Here's a place to buy single SSC P4 Hi-CRI "Natural White" emitters:

Bare emitter:

http://www.mouser.com/Search/Refine.aspx?Keyword=S42180

On Star Board:

http://www.mouser.com/Search/Refine.aspx?Keyword=S42182

Additional Info:

http://www.zled.com/en/product/prd/zpowerLEDp4.asp


----------



## divine (Mar 16, 2009)

The RA lights are actually using a warm GDP emitter. It seems to do a pretty nice job. I am enjoying mine. 

Paul, did you figure out where to get the Q3 bin bare emitters yet?


----------



## EngrPaul (Mar 16, 2009)

divine said:


> The RA lights are actually using a warm GDP emitter. It seems to do a pretty nice job. I am enjoying mine.
> 
> Paul, did you figure out where to get the Q3 bin bare emitters yet?


 

Cutter has bares in three tints: 3A, 5A, and 5C, all Q3 flux.


----------



## divine (Mar 21, 2009)

I just got done swapping the emitter to a warmer one in my EX10 GDP and Nitecore Extreme GDP, and it looks great!

I ordered some of those bare emitters from Cutter, and I'll try to swap them into a couple stainless steel LD01's I have.

I ordered two Neutral LD01 (Aluminum) from Pro-Light. I also have the Neutral Nitecore Extreme from Pro-Light, which seems practically as bright as the Q5 one.


----------



## NonSenCe (Apr 5, 2009)

time to bump this thread up as many lights coming available..

EZ AA.. coming..
Zebralight 501.. optional if asked from factory..
Eagletac P10A2, available at pts atleast.

eagletac m2 too..


----------



## Wiggle (Apr 5, 2009)

Just thought I'd throw in a link to my thread where I compare some neutral/warm tints to some cooler ones. Q3 5A and a warmer Q2 are compared to cooler R2 and an MC-E.

** Parts of the exercise **
- 1) In the LED emitter forum thread, which tints does Cutter offer as bare emitters?
- 2) Write the next part of the LED emitter forum thread, picking up after its final sentence.
The rows below have nothing to do with this.

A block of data
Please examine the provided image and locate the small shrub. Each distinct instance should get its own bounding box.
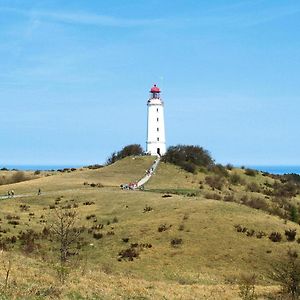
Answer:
[171,238,182,248]
[7,220,20,226]
[239,274,257,300]
[144,205,153,213]
[178,224,184,231]
[157,224,172,232]
[269,231,282,243]
[118,247,140,261]
[270,250,300,300]
[256,231,266,239]
[247,182,261,193]
[284,229,297,242]
[111,217,119,223]
[224,194,235,202]
[245,168,257,177]
[205,175,225,190]
[225,164,233,171]
[85,214,96,220]
[83,201,95,205]
[246,229,255,236]
[204,193,222,200]
[93,232,103,240]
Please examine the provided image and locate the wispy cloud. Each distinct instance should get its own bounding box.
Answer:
[0,0,300,27]
[0,7,164,27]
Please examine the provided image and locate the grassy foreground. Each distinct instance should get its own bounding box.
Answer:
[0,157,299,299]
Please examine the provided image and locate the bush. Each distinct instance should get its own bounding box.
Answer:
[144,205,153,213]
[205,175,225,190]
[245,168,257,177]
[118,246,140,261]
[247,182,260,193]
[290,206,299,223]
[229,173,243,185]
[210,164,229,177]
[171,238,182,248]
[270,250,300,299]
[225,164,233,171]
[284,229,297,242]
[93,232,103,240]
[269,231,282,243]
[204,193,222,200]
[224,194,235,202]
[106,144,144,165]
[239,274,257,300]
[157,224,172,232]
[163,145,214,173]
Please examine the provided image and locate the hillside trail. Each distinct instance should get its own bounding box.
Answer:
[136,156,160,188]
[0,156,160,200]
[0,188,93,200]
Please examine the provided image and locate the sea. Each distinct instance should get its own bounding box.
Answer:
[0,165,83,171]
[245,166,300,175]
[0,165,300,175]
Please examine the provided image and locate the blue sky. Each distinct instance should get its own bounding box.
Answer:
[0,0,300,165]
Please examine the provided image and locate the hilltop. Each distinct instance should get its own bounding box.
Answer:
[0,156,300,299]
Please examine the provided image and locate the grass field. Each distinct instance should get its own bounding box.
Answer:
[0,157,300,299]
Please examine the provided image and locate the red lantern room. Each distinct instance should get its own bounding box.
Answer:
[150,84,160,99]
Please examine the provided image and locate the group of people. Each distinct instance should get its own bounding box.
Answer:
[7,190,15,198]
[7,189,42,198]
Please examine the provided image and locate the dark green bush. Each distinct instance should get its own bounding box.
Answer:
[163,145,214,173]
[106,144,144,165]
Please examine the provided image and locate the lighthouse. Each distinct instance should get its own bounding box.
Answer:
[147,84,166,156]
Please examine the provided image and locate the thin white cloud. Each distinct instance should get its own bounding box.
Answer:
[0,7,164,27]
[0,0,300,27]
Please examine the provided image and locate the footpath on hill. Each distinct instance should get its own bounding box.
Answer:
[137,157,160,188]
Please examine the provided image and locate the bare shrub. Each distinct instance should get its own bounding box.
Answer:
[171,238,183,248]
[269,231,282,243]
[205,175,225,190]
[224,194,235,202]
[50,208,83,282]
[239,274,258,300]
[229,173,244,185]
[284,229,297,242]
[245,168,257,177]
[204,193,222,200]
[143,205,153,213]
[157,224,172,232]
[93,232,103,240]
[247,182,261,193]
[270,250,300,300]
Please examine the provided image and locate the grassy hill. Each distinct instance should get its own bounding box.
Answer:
[0,157,300,299]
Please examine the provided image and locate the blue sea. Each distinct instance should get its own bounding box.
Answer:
[0,165,300,175]
[0,165,82,171]
[246,166,300,175]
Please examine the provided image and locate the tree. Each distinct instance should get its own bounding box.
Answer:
[106,144,144,165]
[163,145,214,173]
[50,208,83,282]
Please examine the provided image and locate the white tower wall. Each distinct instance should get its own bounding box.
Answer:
[147,93,166,155]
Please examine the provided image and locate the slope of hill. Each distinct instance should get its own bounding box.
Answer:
[0,157,300,299]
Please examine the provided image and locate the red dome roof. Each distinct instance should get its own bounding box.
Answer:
[150,84,160,93]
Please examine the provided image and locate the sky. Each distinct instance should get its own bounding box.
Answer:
[0,0,300,166]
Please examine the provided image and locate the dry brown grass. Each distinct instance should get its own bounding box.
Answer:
[0,157,300,299]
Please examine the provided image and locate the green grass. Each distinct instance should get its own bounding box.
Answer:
[0,157,300,299]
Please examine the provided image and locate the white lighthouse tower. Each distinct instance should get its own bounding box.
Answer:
[147,84,166,156]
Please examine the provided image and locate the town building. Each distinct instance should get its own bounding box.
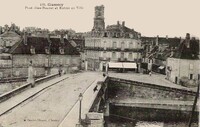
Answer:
[166,33,200,85]
[85,5,142,71]
[0,31,21,49]
[0,53,12,79]
[6,34,80,77]
[141,36,183,74]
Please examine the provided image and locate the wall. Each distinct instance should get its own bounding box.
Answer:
[85,37,142,71]
[109,104,198,122]
[108,80,194,101]
[13,54,81,77]
[167,58,200,82]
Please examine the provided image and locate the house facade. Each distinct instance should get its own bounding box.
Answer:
[10,36,80,77]
[85,6,142,71]
[166,33,200,84]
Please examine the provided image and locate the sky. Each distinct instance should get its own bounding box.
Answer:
[0,0,200,38]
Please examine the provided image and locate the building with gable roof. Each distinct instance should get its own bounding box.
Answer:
[10,35,80,77]
[85,5,142,71]
[166,33,200,85]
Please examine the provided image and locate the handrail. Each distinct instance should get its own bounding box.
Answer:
[0,73,58,103]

** Answers provided **
- 1) Cutter has bare emitters in three tints, 3A, 5A, and 5C, all of them Q3 flux.

- 2)
https://www.candlepowerforums.com/threads/227388


----------



## EngrPaul (Apr 5, 2009)

I'm starting to get grumpy about retailers who say they'll make Neutral/Warm lights available if you send them an email or say so in the notes when you check out. 

Where's the commitment from the retailers? How hard is it to add another checkout option? Soon we'll hear "We offered them in neutral, but sales were poor".

Another disapointment is when one retailer sells them, and another doesn't. The only logical reason is that some retailers don't want to carry extra inventory.

I'll continue to add these special cases, but it's making me :duh2:


----------



## saabluster (Apr 6, 2009)

EngrPaul said:


> I noticed after turning off a neutral white light, the emitter glows a salmon color. The warmer the emitter, the stronger the glow. oo:


I have noticed this with both neutral and cool white SSC LEDs.


----------



## divine (Apr 10, 2009)

Pro-Light is out of Neutral Twisties after I finally convinced myself to get one.

I'm going to try out the Neutral Wolf-Eyes MC-E light instead. Should make for a very nice light.


----------



## divine (Apr 18, 2009)

I went to Zebralight's web page today and they have a H501w and H60w listed, but not available yet.


----------



## Vermonter73 (Apr 19, 2009)

Jetbeam Raptor is available at BugOutGearUSA w/ Q3 5A


----------



## gunga (Apr 20, 2009)

divine said:


> $36 is a good price for 5 of them. I might have to order some from them.
> 
> Next time I need a new pill or dropin, I will get some. I'd really like to make an ITP light a 5A.


 
Sorry, I'm missing something here. Where do you see $36 for 5 leds?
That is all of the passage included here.